§ SET EXERCISE
In the cigar forum thread below, what cigars came in the box the first poster opened?

§ SUPPLIED PASSAGE
-- BEGIN --
# Social Cigar bomb?



## cybervee-cl (Oct 24, 2007)

*Camacho Contest Winnings*

The UPS man just handed me a box - and ran. The sealing tape had the Camacho logo all over it, so it wasn't like he didn't know what it was. I noticed it wasn't ticking, so I opened it.

:huh:

Inside the box was a Social Cigar tee shirt (size XL), 4 cutters with their logo, a paper copy of the logo, and a nice 5er of Camacho 10 Year Anniversary Limited Edition Corojo in a Camacho bag. Let me tell you, these sticks smell soooo good I can hardly wait to smoke one.

:whoohoo:

Thank you Stogie for the Camacho contest! Everyone else who won a runner-up five pack is in for a treat!


----------



## boomerd35 (Apr 24, 2007)

For an "anti-propoganda machine", Social Cigar sent a lot of propoganda!


----------



## tobacmon (May 17, 2007)

Some very nice swag bro--very nice indeed--now if you can let em rest for 6-12 months---Or More!


----------



## serenomike (Mar 19, 2008)

How does one receive this 'swag'?


----------



## cybervee-cl (Oct 24, 2007)

boomerd35 said:


> Sweet- enjoy the swag and cigars. I would sign up at Social Cigars, but I think Stogie would ban me!


:lol:

I don't think so. Stogie knows there are other cigar sites out there - that's why he is constantly working to make CL the _best_ cigar site out there!


----------



## Webmeister (Jun 12, 2007)

The ever-elusive SWAG bomb - very nice!


----------



## patefengreen (Sep 27, 2007)
-- END --
§ DATASET CONTENT
-- BEGIN --
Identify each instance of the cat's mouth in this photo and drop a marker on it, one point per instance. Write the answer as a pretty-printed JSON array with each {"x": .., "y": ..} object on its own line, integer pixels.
-- END --
§ THE ANSWER
A five-pack of Camacho 10 Year Anniversary Limited Edition Corojo, in a Camacho bag.